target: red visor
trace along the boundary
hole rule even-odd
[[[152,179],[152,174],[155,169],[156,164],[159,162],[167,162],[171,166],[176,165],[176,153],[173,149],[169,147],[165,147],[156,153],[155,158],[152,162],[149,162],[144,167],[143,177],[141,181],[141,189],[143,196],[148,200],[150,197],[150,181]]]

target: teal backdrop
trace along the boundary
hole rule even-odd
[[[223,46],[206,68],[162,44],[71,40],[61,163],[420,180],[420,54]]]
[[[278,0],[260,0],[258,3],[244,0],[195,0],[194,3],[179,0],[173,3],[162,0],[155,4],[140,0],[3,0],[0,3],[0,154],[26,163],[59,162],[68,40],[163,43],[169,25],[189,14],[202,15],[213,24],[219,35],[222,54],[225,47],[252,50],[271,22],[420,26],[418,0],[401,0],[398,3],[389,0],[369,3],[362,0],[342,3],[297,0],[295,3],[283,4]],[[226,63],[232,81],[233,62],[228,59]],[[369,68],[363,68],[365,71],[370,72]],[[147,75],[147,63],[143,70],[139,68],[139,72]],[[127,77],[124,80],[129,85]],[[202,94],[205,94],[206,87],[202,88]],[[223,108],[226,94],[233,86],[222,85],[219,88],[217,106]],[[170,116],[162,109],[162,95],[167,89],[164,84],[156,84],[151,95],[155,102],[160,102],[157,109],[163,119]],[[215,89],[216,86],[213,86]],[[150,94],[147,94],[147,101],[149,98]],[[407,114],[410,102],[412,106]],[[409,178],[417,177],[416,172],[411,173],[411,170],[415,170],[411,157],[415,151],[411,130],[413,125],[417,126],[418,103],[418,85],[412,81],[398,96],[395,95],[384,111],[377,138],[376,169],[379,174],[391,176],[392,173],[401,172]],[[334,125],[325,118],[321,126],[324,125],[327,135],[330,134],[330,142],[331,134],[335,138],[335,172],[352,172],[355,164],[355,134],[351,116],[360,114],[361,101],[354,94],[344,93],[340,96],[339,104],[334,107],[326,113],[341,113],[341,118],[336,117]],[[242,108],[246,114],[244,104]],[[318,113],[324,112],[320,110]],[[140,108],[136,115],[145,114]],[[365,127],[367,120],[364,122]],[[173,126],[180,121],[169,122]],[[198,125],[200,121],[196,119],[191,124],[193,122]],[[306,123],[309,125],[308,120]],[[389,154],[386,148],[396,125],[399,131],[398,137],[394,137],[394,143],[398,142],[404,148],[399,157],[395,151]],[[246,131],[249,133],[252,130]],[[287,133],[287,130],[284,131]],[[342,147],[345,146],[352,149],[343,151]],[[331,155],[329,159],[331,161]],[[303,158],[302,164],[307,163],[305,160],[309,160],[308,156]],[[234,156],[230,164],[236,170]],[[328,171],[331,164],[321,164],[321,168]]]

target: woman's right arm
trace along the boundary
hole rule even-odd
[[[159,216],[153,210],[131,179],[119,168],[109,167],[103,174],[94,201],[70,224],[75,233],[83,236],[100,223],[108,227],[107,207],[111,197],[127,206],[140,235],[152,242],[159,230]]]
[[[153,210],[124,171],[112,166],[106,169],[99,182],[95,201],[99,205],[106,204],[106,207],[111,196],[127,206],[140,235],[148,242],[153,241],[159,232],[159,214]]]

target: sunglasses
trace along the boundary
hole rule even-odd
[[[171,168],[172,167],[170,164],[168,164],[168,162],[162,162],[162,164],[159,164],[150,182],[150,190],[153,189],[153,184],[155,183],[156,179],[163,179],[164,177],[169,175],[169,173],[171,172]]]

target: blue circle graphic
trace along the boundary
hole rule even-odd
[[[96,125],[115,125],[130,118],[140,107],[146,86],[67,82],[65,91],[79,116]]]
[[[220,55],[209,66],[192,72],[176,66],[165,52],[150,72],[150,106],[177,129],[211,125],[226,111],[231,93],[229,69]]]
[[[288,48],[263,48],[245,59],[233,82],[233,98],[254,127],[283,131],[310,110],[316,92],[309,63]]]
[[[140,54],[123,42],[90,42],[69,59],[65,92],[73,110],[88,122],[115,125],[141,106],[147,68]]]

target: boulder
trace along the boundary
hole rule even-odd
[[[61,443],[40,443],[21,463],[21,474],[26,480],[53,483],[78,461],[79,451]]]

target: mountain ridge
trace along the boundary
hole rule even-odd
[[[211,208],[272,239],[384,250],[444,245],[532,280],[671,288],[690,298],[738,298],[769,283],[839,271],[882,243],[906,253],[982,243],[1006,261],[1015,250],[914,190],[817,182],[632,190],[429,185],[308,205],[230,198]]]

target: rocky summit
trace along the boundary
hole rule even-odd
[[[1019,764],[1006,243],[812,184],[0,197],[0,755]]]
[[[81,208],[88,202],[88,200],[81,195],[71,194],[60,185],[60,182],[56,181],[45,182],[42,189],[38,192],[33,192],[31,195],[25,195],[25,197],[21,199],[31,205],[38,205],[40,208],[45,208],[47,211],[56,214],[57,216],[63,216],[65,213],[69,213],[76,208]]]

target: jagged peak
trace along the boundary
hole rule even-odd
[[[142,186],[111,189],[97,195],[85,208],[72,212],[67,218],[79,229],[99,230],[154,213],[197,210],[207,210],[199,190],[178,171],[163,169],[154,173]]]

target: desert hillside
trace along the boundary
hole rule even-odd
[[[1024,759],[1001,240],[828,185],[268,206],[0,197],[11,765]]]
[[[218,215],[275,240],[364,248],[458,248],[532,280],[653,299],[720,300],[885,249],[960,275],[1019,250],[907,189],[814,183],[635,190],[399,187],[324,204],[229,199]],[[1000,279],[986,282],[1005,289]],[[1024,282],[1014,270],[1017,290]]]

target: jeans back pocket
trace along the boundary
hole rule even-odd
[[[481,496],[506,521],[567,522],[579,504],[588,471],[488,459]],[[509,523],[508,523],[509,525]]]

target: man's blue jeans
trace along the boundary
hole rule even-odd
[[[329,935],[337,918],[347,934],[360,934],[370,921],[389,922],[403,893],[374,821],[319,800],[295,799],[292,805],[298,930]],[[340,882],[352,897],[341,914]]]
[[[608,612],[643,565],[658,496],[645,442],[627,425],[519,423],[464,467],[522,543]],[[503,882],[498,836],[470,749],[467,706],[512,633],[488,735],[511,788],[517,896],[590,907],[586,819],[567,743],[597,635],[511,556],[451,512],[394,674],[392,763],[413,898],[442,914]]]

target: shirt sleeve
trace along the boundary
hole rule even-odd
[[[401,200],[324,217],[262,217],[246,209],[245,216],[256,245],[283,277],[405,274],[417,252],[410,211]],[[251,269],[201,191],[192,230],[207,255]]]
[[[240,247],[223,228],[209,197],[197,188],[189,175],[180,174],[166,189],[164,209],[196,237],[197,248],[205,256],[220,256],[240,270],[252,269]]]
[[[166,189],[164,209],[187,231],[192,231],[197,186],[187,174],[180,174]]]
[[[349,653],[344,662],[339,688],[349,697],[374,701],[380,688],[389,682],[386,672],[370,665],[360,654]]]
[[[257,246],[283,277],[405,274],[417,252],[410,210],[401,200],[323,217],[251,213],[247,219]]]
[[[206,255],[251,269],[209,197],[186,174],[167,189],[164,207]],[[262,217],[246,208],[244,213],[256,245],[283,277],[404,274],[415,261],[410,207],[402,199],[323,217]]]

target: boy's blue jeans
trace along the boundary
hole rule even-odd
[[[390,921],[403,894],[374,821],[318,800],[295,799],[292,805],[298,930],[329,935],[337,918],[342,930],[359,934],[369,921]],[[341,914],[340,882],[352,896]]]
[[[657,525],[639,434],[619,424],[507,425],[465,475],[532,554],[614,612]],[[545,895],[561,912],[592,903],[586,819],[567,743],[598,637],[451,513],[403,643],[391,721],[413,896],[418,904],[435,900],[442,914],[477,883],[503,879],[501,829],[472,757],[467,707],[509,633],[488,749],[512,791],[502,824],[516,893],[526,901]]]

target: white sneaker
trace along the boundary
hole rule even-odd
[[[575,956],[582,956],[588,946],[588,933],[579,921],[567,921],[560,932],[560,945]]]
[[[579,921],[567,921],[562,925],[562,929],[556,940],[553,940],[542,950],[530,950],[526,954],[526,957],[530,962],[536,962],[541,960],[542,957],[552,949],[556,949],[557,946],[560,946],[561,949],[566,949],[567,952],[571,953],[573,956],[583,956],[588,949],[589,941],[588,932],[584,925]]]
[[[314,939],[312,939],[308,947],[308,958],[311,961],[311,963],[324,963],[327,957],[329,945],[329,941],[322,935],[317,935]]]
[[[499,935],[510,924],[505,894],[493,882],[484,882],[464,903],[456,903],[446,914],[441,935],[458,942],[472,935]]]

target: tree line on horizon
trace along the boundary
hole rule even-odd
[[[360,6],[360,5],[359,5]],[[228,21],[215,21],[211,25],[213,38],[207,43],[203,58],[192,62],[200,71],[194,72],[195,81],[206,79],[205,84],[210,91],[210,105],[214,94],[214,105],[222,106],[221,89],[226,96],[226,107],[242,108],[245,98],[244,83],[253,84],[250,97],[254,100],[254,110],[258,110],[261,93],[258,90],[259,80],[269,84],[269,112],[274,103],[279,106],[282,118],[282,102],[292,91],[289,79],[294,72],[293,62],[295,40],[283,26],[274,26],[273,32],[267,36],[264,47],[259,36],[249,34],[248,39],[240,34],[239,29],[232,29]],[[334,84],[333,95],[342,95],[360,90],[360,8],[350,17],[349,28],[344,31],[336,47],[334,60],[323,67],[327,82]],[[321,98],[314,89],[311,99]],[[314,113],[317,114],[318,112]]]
_ _ _ _
**EXERCISE BRIEF**
Only the lines from the start of the material through the line containing "target: teal backdrop" belong in the answer, each copied exactly.

**ANSWER TO THIS PROBLEM**
target: red visor
trace along the boundary
hole rule even-odd
[[[152,179],[152,174],[155,169],[156,164],[159,162],[167,162],[171,166],[176,165],[176,153],[173,149],[169,147],[165,147],[156,153],[155,158],[152,162],[149,162],[144,167],[143,177],[141,181],[141,189],[143,196],[148,200],[150,197],[150,181]]]

target: teal backdrop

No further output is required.